Il n’y a pas de café.
Tom, le pote de Marilou, picore son enpanada. Vingt-quatre ans, peau mate, cheveux bruns épais. Chacun de ses gestes est délicat. Il ne croque pas, il déchire un petit bout qu’il glisse dans sa bouche.
Pareil pour le lait. Difficile à trouver.
Deux étages plus bas, au rez-de-chaussée, le marché a une gueule de dimanche matin. Vêtements souples et confortables, ménagères qui soupèsent les légumes, reniflent les ananas ou tripotent les tomates.
Ce que fait le gouvernement: nationaliser, arbitrairement, une production. Décider qu’une denrée sera produite et contrôlée par l’état. Pour produire une denrée, il faut que l’usine appartienne à l’état. Pour ce faire, il y a une méthode infaillible: les militaires. Choisir une usine, si possible bien équipée et en parfait état, envoyer l’armée pour déloger tout le monde de force, sans contre partie financière ou matérielle, et en prendre possession. Le problème, outre la violence abjecte de la méthode? La quantité produite est nettement insuffisante pour subvenir aux besoins de la population.
En contre bas, les énormes carottes attirent l’oeil. Couleur qui pète. Les ananas parfument le marché couvert, leur parfum se mêle à celui des olives.
D’autres entreprises sont libres de produire du café. Mais c’est là qu’intervient la deuxième partie de la politique: le contrôle par l’état. Celui-ci impose un prix pour le café. Fixe, invariable. À tous ceux, produisant sur le territoire, qui veulent en vendre. Les boîtes non-nationalisées parviennent à produire du café jusqu’au moment où tout est trop cher. Car matières premières et machines ont des prix qui augmentent sans cesse. Alors ces entreprises, implantées dans le pays, finissent par plier boutique. Seule reste la possibilité de l’importation. Et un produit importé coûte cher.
Il picore lentement. Il parle à son enpanada.
Parfois, quelques entreprises s’y risquent. Faire venir un produit d’ailleurs. Cher à l’importation, donc cher à la revente, donc peu de chances d’en vendre suffisamment pour être rentable. Il arrive donc, régulièrement, qu’aucune société ne se risque à importer.
C’est Berto qui complétera l’histoire de Tom quelques jours plus tard.

Annotations par boîtes pour les photos

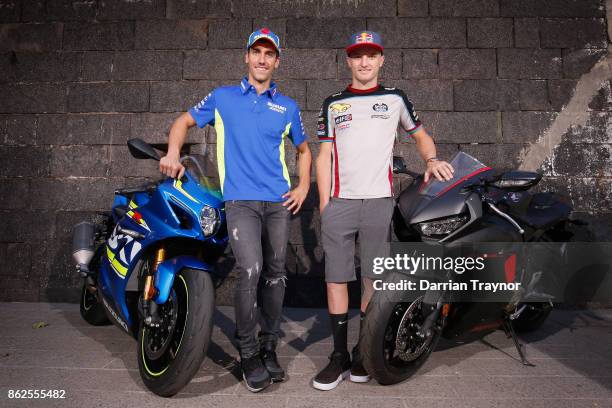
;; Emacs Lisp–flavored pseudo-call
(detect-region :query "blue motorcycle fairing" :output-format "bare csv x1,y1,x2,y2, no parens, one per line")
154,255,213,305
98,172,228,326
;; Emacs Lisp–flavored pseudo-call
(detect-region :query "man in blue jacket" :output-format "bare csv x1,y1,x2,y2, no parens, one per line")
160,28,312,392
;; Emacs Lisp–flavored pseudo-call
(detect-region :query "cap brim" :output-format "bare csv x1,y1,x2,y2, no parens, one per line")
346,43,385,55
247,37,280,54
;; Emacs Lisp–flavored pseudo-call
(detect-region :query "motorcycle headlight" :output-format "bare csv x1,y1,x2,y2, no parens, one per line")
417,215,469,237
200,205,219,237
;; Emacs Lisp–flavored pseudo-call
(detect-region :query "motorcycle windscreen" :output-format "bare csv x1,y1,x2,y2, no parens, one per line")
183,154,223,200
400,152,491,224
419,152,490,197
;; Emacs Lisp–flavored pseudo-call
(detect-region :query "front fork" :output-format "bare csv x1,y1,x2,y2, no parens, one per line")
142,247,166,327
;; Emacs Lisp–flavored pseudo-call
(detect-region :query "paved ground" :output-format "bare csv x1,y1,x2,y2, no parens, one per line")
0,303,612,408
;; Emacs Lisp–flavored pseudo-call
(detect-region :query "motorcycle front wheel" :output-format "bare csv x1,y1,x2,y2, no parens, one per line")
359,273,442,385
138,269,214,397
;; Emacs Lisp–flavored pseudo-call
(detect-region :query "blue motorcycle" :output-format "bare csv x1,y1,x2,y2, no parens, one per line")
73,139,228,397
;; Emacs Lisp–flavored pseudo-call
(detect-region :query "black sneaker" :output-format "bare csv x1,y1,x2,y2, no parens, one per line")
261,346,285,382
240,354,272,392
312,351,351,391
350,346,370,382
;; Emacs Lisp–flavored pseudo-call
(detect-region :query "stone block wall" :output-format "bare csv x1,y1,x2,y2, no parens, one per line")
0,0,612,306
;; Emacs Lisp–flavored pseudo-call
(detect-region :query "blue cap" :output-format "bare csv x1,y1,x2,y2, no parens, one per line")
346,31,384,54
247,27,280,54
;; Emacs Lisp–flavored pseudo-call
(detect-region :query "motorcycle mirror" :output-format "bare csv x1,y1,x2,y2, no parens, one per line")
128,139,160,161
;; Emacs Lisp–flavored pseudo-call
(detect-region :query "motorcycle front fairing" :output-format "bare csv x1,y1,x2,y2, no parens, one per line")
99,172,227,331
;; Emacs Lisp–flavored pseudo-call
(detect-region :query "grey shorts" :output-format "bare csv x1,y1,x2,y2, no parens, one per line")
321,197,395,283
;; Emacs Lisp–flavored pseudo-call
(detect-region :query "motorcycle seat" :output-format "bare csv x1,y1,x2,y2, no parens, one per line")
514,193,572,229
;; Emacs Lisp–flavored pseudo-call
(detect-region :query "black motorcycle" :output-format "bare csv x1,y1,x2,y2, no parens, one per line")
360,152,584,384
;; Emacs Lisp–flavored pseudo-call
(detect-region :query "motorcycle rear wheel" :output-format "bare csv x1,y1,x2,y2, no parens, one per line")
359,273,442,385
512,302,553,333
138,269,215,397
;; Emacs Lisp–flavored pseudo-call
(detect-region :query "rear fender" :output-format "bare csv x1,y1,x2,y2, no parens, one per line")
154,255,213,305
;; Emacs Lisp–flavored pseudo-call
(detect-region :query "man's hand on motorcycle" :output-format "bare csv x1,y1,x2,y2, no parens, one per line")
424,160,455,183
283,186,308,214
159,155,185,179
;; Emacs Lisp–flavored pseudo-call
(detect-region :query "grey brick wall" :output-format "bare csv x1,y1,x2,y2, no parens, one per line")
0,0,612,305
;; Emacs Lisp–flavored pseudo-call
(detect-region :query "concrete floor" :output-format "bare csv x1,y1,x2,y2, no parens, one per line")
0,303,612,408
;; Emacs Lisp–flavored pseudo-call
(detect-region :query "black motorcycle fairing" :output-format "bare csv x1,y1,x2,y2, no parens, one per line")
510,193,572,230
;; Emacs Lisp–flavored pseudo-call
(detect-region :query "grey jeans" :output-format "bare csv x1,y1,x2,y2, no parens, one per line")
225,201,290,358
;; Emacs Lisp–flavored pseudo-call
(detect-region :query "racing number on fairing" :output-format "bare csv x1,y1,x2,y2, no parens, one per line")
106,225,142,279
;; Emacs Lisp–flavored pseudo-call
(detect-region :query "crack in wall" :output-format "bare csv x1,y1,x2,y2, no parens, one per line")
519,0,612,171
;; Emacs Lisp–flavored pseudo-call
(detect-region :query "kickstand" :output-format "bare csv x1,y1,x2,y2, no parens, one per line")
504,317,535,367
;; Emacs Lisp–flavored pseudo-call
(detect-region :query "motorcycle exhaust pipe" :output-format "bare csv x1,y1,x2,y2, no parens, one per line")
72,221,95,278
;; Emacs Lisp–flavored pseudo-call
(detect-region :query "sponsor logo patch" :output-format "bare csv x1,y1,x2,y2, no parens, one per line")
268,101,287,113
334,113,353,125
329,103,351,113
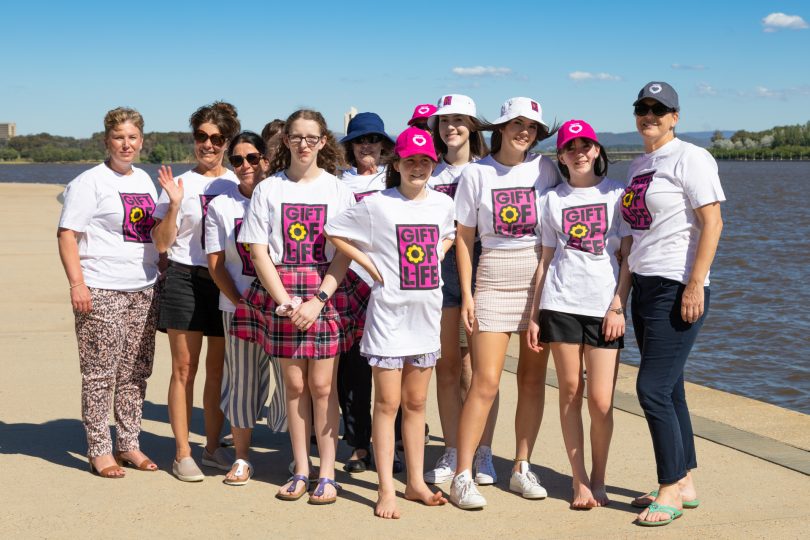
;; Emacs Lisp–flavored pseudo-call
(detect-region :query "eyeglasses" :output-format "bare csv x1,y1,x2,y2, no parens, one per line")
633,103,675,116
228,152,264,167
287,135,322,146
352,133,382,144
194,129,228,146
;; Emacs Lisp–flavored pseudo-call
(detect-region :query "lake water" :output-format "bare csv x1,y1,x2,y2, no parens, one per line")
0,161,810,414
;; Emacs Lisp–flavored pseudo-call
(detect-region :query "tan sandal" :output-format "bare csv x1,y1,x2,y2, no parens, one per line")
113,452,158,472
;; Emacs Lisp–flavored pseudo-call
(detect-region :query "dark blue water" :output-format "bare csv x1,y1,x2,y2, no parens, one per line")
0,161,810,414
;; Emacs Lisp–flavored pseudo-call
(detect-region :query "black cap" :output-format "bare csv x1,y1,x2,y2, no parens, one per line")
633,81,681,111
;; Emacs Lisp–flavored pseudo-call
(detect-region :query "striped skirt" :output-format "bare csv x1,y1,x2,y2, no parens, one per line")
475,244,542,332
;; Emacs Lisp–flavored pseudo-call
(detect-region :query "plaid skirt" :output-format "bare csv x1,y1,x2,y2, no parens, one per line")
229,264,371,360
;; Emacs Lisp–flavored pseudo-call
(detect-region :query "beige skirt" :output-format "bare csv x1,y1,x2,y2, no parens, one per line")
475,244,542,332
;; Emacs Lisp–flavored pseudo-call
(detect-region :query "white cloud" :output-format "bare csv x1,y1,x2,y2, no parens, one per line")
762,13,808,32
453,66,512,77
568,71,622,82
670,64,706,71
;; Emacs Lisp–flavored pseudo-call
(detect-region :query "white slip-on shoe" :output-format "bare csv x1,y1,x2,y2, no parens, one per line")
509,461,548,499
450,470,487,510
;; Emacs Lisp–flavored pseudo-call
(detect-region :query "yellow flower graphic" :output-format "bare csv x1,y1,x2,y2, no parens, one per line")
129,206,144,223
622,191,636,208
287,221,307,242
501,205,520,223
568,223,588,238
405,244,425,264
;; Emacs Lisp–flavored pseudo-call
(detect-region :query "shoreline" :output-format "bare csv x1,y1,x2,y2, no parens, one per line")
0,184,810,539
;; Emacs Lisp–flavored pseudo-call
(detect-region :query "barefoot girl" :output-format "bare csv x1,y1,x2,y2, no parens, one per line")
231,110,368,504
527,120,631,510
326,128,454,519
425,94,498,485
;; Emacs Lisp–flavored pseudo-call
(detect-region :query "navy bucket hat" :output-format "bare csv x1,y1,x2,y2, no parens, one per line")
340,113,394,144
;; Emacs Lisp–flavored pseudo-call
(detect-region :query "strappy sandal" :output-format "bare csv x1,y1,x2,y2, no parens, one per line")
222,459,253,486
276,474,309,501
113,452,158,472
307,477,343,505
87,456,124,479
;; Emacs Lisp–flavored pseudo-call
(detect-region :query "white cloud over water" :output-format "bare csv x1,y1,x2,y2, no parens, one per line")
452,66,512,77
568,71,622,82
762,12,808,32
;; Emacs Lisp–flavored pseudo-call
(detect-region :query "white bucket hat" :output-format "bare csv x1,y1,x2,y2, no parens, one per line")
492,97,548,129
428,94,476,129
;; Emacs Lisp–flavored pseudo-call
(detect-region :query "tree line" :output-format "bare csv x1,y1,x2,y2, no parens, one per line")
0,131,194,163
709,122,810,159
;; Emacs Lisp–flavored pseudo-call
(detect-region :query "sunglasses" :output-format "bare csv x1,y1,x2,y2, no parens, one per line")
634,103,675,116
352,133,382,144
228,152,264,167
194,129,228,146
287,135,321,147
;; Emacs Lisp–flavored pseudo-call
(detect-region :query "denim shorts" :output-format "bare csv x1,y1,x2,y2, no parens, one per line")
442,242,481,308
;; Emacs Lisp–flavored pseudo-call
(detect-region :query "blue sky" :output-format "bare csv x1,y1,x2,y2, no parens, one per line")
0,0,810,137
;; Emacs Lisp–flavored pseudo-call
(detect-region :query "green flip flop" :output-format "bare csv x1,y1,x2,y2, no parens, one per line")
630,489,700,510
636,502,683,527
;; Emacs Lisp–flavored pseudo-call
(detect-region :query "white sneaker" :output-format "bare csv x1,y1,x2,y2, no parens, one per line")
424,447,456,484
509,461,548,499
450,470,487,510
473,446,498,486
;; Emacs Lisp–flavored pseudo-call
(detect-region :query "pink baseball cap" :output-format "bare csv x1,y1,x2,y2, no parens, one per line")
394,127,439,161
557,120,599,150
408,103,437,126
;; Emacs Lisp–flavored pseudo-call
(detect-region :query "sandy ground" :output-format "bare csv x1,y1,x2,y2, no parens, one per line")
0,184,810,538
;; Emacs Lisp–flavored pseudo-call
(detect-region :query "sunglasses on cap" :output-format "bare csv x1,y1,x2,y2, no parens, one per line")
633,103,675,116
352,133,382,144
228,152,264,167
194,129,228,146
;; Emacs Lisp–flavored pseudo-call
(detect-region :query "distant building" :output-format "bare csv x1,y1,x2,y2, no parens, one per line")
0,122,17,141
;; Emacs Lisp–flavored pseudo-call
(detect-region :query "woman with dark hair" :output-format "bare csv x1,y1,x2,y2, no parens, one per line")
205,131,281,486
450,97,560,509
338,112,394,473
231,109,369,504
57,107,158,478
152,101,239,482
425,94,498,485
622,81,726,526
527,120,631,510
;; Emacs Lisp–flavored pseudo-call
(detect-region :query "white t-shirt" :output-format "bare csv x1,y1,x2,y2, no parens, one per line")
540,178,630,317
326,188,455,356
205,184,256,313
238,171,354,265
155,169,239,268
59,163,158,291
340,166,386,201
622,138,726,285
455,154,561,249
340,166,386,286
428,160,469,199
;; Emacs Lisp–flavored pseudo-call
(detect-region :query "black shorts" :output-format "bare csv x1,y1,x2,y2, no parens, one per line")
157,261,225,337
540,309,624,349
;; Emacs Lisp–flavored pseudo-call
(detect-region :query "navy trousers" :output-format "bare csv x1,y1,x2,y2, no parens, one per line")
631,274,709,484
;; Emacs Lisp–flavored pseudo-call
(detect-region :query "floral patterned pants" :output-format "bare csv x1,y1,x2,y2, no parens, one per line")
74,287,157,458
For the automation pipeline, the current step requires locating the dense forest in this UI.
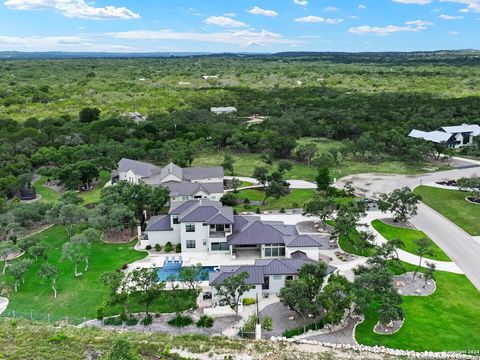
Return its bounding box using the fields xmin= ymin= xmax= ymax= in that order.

◆ TÂCHES DEMANDÉES ◆
**A.** D'après le passage retenu, quel âge a Tom ?
**B.** Indiquez uniquement le nombre de lignes des enregistrements qui contiennent la chaîne « wall », en respectant la casse.

◆ RÉPONSES PAR TÂCHE ◆
**A.** Vingt-quatre ans.

**B.** 3